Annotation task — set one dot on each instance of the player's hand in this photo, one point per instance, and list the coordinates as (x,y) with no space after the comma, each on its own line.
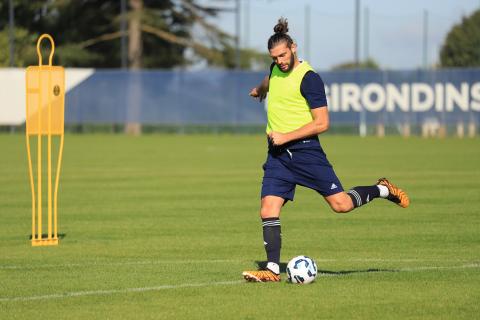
(277,138)
(257,93)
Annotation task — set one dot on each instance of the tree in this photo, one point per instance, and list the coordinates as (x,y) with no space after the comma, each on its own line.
(462,44)
(87,32)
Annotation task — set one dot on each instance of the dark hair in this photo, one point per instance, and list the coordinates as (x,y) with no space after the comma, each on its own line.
(280,35)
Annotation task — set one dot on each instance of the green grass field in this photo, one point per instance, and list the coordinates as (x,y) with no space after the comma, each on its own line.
(161,227)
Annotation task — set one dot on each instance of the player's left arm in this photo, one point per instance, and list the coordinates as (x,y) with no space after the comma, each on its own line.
(313,90)
(319,124)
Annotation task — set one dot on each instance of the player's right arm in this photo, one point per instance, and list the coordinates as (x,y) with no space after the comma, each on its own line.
(260,91)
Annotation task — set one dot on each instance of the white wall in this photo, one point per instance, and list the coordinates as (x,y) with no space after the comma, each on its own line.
(12,92)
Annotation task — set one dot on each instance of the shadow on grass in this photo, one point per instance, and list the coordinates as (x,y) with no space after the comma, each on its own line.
(283,268)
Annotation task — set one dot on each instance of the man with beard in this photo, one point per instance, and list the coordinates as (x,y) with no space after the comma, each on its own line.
(297,113)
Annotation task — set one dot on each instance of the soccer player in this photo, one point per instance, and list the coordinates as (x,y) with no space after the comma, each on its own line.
(297,113)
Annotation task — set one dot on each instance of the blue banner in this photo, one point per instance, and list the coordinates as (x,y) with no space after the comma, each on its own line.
(221,97)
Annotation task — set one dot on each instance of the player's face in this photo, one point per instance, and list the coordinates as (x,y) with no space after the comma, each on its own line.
(283,56)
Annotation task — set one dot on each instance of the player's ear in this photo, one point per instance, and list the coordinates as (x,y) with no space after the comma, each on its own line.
(294,48)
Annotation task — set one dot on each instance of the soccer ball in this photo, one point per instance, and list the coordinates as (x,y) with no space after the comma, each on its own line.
(301,270)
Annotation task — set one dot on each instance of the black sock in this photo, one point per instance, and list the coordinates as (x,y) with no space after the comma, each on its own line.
(363,195)
(272,239)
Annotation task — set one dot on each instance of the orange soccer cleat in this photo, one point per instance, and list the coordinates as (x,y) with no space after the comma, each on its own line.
(261,276)
(396,195)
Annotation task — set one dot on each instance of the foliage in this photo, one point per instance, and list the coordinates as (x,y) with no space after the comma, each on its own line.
(87,33)
(462,44)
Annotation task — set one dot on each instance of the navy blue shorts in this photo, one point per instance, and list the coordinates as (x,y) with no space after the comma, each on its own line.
(307,167)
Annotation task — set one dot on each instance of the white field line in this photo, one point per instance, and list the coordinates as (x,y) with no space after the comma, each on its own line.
(111,264)
(412,269)
(205,261)
(190,285)
(115,291)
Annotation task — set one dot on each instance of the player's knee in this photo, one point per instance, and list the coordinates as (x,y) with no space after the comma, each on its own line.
(341,206)
(268,211)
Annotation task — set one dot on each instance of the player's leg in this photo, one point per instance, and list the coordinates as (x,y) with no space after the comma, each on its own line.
(275,192)
(272,240)
(361,195)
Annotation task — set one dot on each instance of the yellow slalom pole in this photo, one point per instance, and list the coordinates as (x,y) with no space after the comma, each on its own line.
(55,233)
(41,80)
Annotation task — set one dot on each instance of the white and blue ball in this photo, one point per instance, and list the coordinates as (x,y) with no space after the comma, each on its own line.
(301,270)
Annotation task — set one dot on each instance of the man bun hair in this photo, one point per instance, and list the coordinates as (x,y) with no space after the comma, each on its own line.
(280,35)
(281,26)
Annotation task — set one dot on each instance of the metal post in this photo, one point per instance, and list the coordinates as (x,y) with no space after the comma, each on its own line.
(11,33)
(366,36)
(357,33)
(307,32)
(425,39)
(247,24)
(237,33)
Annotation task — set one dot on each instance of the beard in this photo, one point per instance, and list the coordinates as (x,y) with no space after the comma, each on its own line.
(290,65)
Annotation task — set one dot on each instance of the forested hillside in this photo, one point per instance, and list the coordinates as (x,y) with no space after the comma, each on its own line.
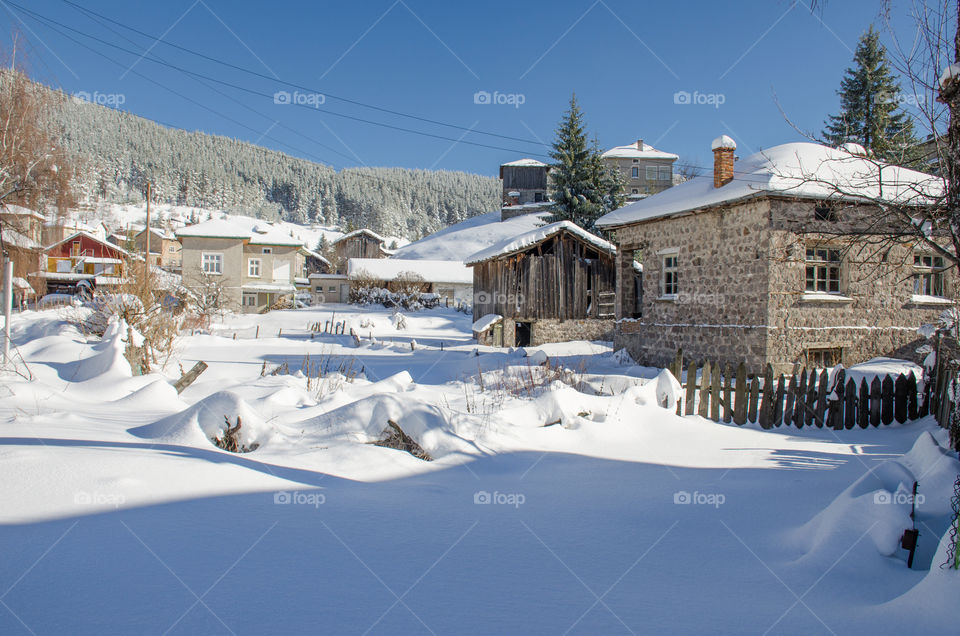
(118,153)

☆ ☆ ☆

* Exercise brief
In the data above, find the line containing "the white and"; from there, please write out each line through the end, exactly, with the pictures omitted.

* Solved exercise
Annotation task — set one dot on each instance of the white and blue ball in this photo, one point per instance, and list the coordinates as (x,y) with no space after the comma, each on its own line.
(301,270)
Annotation task — set one dot on each instance of the man bun hair in this photo, one point per instance, and list the coordinates as (x,y) with no space after the comma, each on its own line.
(280,35)
(281,26)
Annotation task — set one dot on each instance of the metal post in this photo, one point per instance, and list the coordinates as (x,y) with no space after the comma, each on its own line.
(11,33)
(366,36)
(357,33)
(307,32)
(425,39)
(247,24)
(237,33)
Annotation task — set one dot on each instance of the beard in this photo, one point per instance, and list the coordinates as (x,y) with no space after the comma, each on its own line.
(290,65)
Annotation task — set one dot on each instance of the forested hillside in this photo, one point per instance, and list the coordinates as (x,y) with no space after the comma, each on its own line.
(118,153)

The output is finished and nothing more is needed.